What you should do:
Copy out the lines of the material from the one containing "Wanted = one point per instance on the blue hoodie" through the one containing "x=326, y=76", both included, reproducing them character for character.

Source data:
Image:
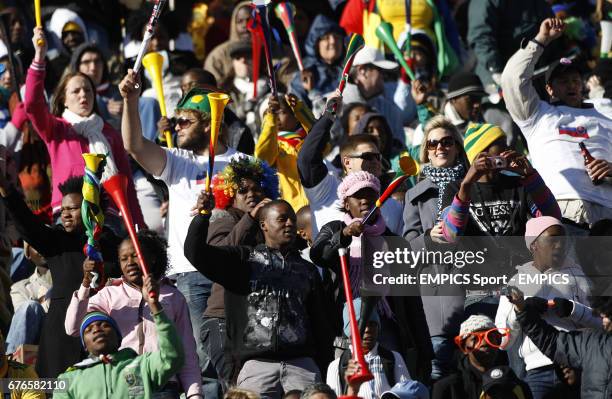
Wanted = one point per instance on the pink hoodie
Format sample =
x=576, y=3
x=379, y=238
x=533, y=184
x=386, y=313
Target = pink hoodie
x=65, y=146
x=127, y=307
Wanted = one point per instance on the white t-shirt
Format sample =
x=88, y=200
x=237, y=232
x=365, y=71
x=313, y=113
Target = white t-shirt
x=553, y=134
x=325, y=206
x=576, y=288
x=185, y=175
x=374, y=388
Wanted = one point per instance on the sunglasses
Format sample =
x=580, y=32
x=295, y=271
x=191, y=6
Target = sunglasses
x=183, y=123
x=446, y=142
x=367, y=156
x=496, y=338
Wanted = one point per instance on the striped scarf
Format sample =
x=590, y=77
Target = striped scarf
x=355, y=263
x=441, y=177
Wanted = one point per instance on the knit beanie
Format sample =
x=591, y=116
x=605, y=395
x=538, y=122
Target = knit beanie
x=355, y=181
x=475, y=323
x=479, y=136
x=98, y=316
x=536, y=226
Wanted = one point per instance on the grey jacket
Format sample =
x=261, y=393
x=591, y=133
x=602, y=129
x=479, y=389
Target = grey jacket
x=443, y=313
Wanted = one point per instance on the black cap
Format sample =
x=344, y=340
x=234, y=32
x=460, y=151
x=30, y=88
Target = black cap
x=239, y=47
x=560, y=67
x=501, y=376
x=465, y=83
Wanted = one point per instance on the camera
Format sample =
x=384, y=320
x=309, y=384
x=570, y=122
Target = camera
x=497, y=162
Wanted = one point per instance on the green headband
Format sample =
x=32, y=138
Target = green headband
x=196, y=99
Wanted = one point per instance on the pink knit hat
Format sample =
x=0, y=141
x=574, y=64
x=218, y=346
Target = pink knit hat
x=355, y=181
x=536, y=226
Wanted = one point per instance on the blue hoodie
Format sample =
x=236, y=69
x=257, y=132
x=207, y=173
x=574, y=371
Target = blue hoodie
x=326, y=76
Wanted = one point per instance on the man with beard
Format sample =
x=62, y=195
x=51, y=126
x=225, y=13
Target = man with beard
x=277, y=324
x=183, y=169
x=481, y=344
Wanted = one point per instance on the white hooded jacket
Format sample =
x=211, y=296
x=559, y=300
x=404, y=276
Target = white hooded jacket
x=567, y=282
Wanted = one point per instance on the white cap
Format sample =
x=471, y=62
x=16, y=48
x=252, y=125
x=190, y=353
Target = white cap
x=369, y=55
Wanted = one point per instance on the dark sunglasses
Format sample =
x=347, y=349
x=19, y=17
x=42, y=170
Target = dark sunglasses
x=245, y=189
x=183, y=123
x=446, y=142
x=367, y=156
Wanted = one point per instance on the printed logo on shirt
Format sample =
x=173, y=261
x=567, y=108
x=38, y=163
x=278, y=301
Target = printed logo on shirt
x=579, y=131
x=494, y=217
x=201, y=178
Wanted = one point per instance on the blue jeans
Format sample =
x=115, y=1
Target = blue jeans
x=196, y=289
x=25, y=326
x=444, y=350
x=541, y=381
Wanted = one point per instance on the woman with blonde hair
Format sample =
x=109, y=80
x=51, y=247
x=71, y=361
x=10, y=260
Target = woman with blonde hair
x=443, y=160
x=72, y=127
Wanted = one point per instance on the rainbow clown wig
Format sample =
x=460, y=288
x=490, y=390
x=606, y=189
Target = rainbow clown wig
x=226, y=183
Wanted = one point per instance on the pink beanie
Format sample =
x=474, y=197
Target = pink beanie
x=355, y=181
x=536, y=226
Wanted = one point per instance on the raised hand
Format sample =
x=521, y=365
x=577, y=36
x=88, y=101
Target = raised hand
x=354, y=229
x=205, y=203
x=127, y=87
x=307, y=79
x=518, y=163
x=419, y=91
x=88, y=267
x=164, y=124
x=352, y=368
x=273, y=105
x=599, y=169
x=550, y=29
x=479, y=167
x=333, y=106
x=150, y=291
x=255, y=211
x=292, y=100
x=40, y=44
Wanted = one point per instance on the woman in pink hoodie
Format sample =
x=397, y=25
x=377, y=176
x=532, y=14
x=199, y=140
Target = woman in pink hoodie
x=73, y=127
x=123, y=301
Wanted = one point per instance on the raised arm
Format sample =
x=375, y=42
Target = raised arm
x=35, y=105
x=483, y=21
x=266, y=147
x=32, y=230
x=159, y=366
x=148, y=154
x=311, y=167
x=521, y=97
x=324, y=250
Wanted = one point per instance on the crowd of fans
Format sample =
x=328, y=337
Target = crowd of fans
x=237, y=292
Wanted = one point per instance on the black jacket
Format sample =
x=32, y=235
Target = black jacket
x=408, y=310
x=588, y=350
x=274, y=307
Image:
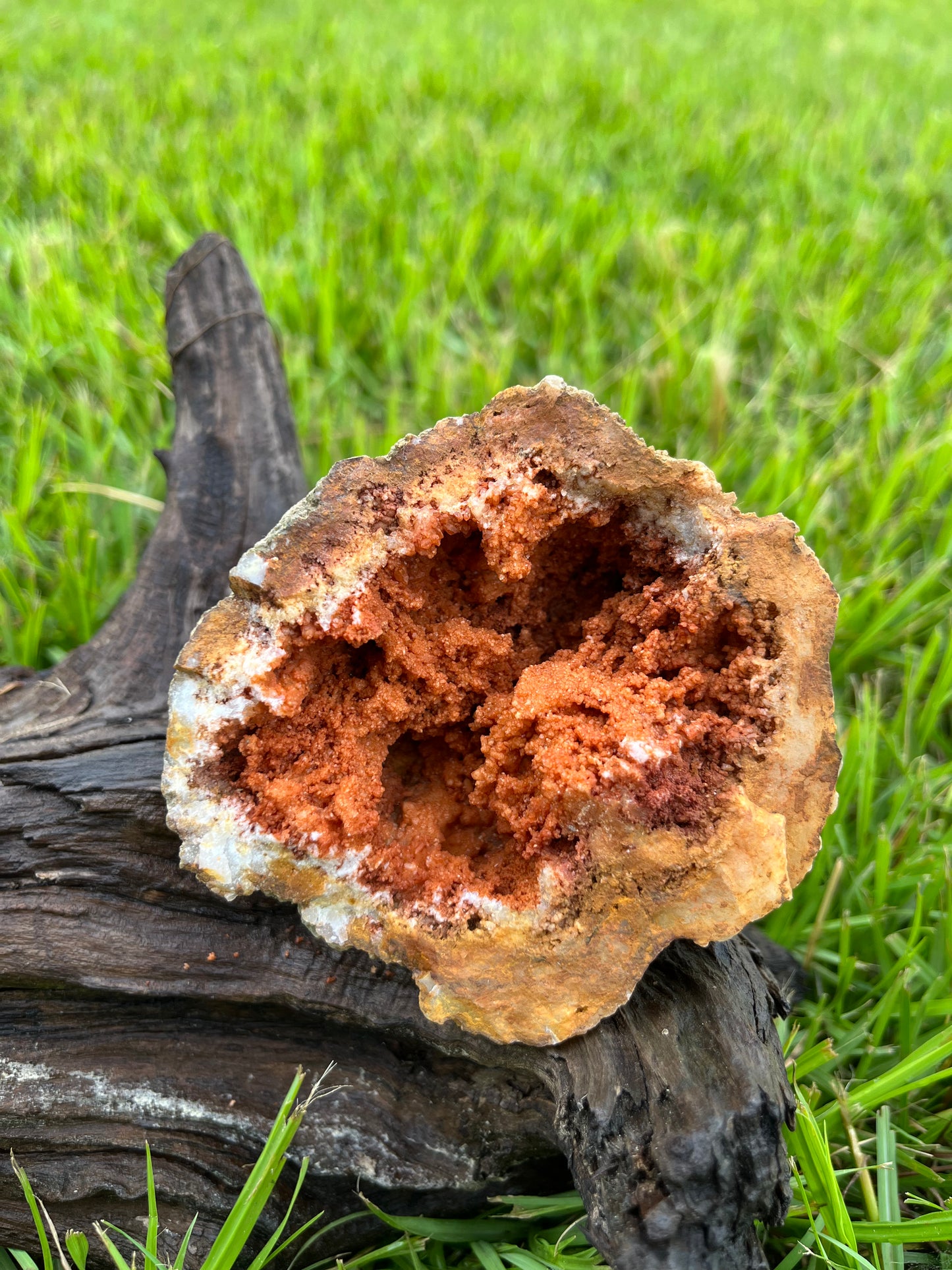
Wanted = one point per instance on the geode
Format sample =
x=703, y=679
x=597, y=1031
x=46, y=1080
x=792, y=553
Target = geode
x=513, y=707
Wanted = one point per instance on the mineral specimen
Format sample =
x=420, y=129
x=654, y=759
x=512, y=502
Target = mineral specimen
x=515, y=707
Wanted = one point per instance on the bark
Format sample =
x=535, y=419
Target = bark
x=135, y=1004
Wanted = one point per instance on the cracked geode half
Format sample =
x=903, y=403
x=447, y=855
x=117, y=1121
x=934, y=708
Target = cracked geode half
x=515, y=707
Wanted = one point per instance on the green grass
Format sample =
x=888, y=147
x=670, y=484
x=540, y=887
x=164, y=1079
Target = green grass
x=730, y=220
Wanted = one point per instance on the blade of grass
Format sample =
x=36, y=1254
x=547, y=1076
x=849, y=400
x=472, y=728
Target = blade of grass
x=34, y=1212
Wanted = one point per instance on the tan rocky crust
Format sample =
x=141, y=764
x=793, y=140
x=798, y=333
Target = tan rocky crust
x=515, y=707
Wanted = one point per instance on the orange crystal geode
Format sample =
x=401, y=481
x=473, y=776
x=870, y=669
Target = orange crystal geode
x=515, y=707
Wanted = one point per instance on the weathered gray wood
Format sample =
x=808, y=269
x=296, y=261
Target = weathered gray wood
x=134, y=1002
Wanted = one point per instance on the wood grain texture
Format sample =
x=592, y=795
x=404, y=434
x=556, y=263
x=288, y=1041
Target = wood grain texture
x=135, y=1004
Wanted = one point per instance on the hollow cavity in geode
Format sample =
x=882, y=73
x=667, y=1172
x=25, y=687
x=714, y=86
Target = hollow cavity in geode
x=515, y=708
x=451, y=720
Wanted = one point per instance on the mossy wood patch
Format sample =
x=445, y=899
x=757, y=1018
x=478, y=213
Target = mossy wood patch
x=138, y=1002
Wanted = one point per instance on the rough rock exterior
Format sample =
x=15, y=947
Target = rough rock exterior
x=516, y=707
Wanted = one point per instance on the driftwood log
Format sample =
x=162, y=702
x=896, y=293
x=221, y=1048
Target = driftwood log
x=135, y=1004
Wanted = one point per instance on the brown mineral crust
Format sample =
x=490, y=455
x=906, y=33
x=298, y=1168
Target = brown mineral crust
x=452, y=730
x=517, y=707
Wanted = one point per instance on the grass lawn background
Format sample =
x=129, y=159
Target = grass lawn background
x=730, y=220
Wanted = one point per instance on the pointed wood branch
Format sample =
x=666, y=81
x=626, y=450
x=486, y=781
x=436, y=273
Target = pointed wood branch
x=136, y=1004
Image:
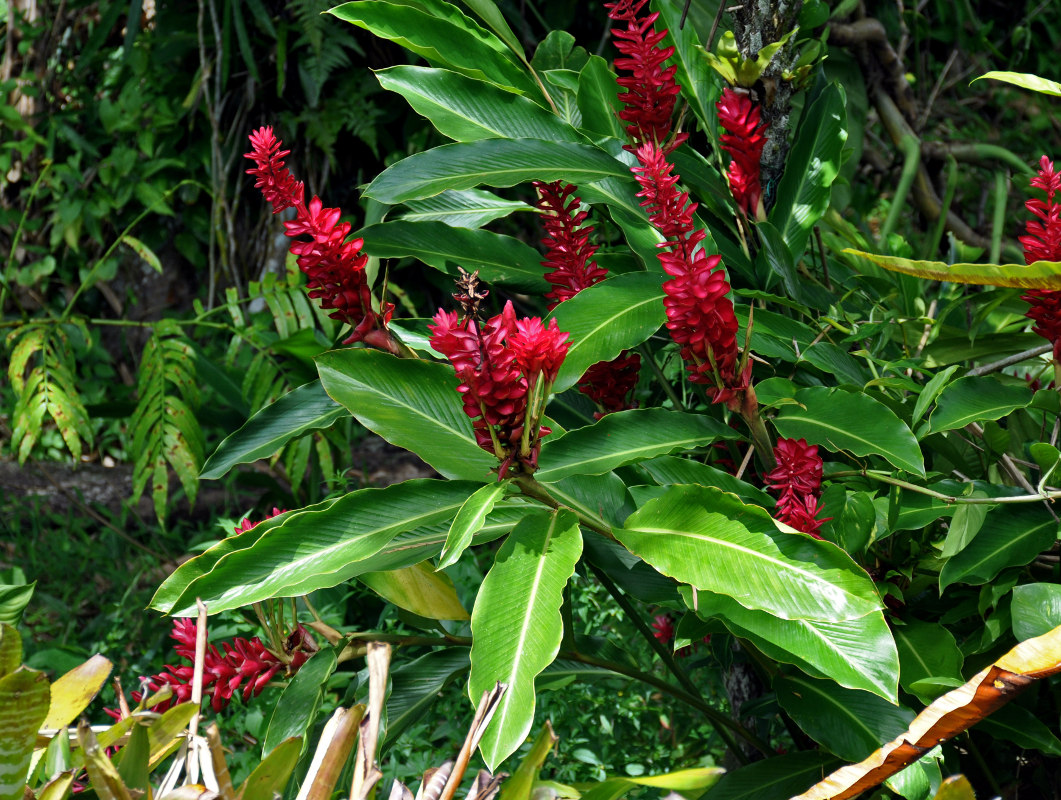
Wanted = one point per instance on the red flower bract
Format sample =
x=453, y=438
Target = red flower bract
x=1043, y=243
x=334, y=267
x=650, y=89
x=744, y=140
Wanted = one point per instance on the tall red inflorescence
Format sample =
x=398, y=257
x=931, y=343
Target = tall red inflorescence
x=334, y=267
x=744, y=140
x=502, y=364
x=1043, y=243
x=568, y=257
x=650, y=89
x=797, y=479
x=699, y=314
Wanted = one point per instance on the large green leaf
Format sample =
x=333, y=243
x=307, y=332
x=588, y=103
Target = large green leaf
x=411, y=403
x=470, y=208
x=812, y=166
x=466, y=109
x=712, y=541
x=625, y=437
x=857, y=654
x=498, y=258
x=491, y=162
x=298, y=412
x=607, y=318
x=1009, y=537
x=516, y=624
x=323, y=546
x=974, y=399
x=1038, y=275
x=446, y=42
x=859, y=424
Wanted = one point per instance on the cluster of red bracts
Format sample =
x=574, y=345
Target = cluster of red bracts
x=1043, y=243
x=506, y=367
x=797, y=479
x=334, y=267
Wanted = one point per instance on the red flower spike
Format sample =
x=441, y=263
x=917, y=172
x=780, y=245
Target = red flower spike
x=798, y=480
x=1043, y=243
x=335, y=268
x=744, y=140
x=699, y=314
x=650, y=88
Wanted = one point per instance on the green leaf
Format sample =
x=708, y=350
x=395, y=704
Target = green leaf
x=625, y=437
x=607, y=318
x=516, y=624
x=498, y=162
x=1036, y=609
x=322, y=546
x=857, y=654
x=296, y=710
x=1009, y=537
x=780, y=778
x=295, y=414
x=466, y=109
x=811, y=168
x=857, y=423
x=975, y=399
x=712, y=541
x=413, y=404
x=1025, y=81
x=469, y=520
x=500, y=259
x=442, y=41
x=1038, y=275
x=470, y=208
x=926, y=649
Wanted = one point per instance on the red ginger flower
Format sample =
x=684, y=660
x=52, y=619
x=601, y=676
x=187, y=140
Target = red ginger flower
x=335, y=268
x=744, y=140
x=650, y=89
x=501, y=364
x=798, y=480
x=1043, y=243
x=699, y=315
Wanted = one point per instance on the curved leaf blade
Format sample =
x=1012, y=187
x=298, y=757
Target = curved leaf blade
x=516, y=623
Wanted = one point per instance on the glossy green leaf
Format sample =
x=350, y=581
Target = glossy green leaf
x=926, y=649
x=322, y=546
x=854, y=422
x=469, y=520
x=413, y=404
x=1025, y=81
x=1010, y=536
x=975, y=399
x=857, y=654
x=491, y=162
x=295, y=414
x=1036, y=609
x=773, y=779
x=625, y=437
x=499, y=259
x=1038, y=275
x=607, y=318
x=444, y=42
x=466, y=109
x=712, y=541
x=23, y=706
x=812, y=166
x=296, y=710
x=516, y=624
x=470, y=208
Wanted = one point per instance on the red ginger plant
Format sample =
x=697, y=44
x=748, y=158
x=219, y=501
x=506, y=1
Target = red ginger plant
x=1042, y=242
x=334, y=267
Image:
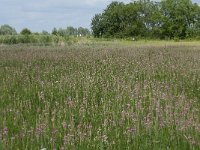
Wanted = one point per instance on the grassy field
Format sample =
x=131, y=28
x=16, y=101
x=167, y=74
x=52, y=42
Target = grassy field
x=100, y=96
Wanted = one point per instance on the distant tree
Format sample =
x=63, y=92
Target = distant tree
x=54, y=31
x=71, y=31
x=44, y=32
x=7, y=30
x=148, y=18
x=83, y=31
x=25, y=31
x=97, y=25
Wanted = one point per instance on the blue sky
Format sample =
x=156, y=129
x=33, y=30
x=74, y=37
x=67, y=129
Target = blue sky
x=39, y=15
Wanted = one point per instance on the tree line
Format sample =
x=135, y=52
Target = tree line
x=167, y=19
x=69, y=31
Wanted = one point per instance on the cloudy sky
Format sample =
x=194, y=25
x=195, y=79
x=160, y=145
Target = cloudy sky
x=40, y=15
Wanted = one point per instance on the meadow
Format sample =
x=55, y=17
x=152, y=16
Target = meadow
x=100, y=95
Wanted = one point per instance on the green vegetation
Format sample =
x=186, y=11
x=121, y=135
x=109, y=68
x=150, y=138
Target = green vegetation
x=25, y=31
x=40, y=39
x=7, y=30
x=71, y=31
x=167, y=19
x=101, y=95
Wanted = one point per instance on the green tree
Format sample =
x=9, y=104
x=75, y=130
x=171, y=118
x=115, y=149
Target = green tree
x=25, y=31
x=54, y=31
x=7, y=30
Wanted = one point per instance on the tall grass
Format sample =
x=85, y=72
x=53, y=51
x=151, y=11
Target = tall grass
x=100, y=97
x=36, y=39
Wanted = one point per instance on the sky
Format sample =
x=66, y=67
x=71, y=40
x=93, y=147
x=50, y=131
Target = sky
x=38, y=15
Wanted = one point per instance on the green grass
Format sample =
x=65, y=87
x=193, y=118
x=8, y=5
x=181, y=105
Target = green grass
x=100, y=95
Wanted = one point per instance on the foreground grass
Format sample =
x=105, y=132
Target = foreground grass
x=98, y=96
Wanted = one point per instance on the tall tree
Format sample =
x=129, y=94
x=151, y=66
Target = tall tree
x=7, y=30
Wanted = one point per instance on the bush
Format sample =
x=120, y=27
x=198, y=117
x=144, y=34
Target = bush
x=25, y=31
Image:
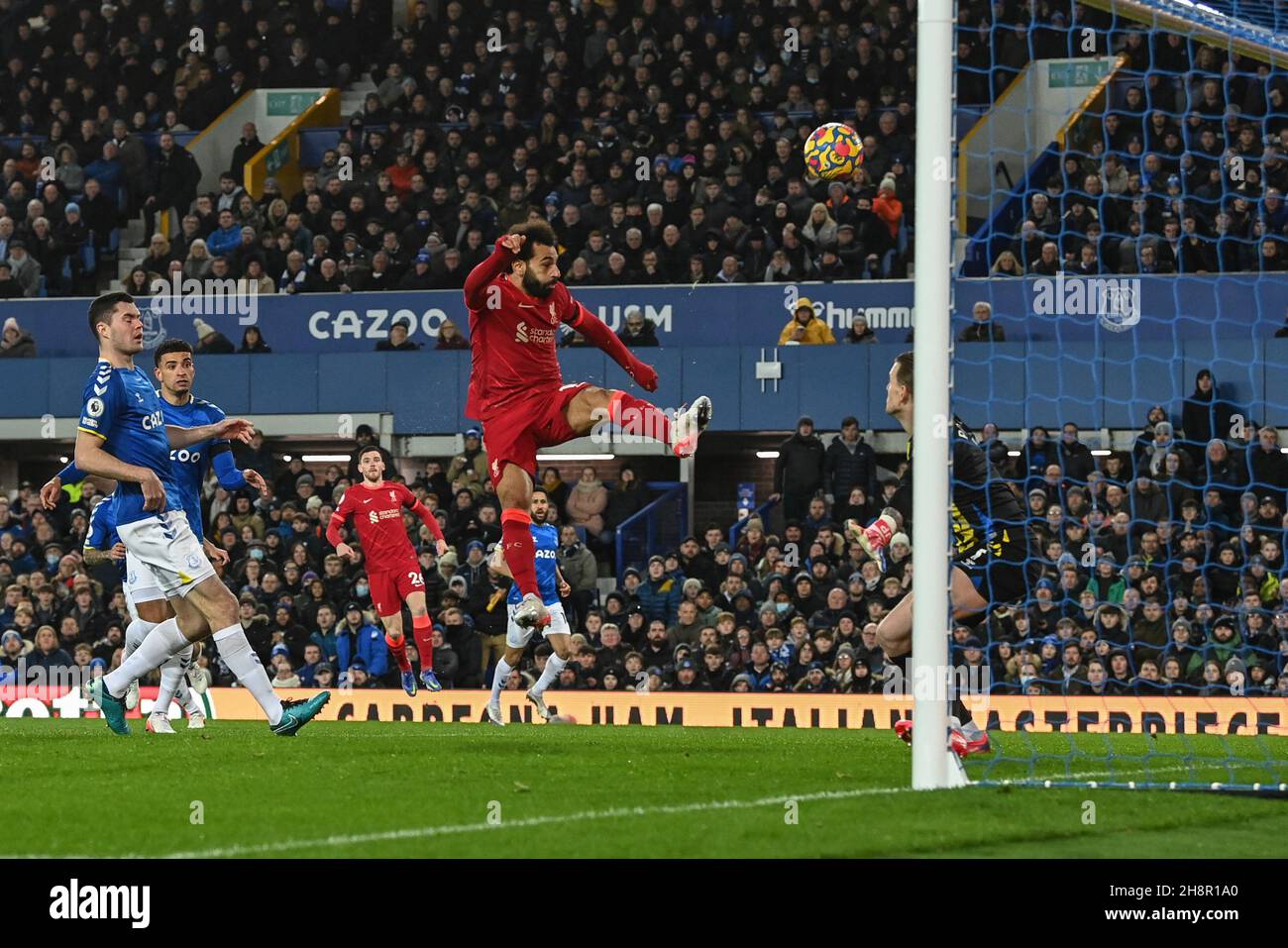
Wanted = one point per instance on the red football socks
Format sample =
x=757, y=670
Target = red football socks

Output of the task:
Wanted = one point per instance on the blue hoodie
Format sample =
x=236, y=69
x=257, y=132
x=207, y=173
x=574, y=371
Target = blue hoodie
x=326, y=76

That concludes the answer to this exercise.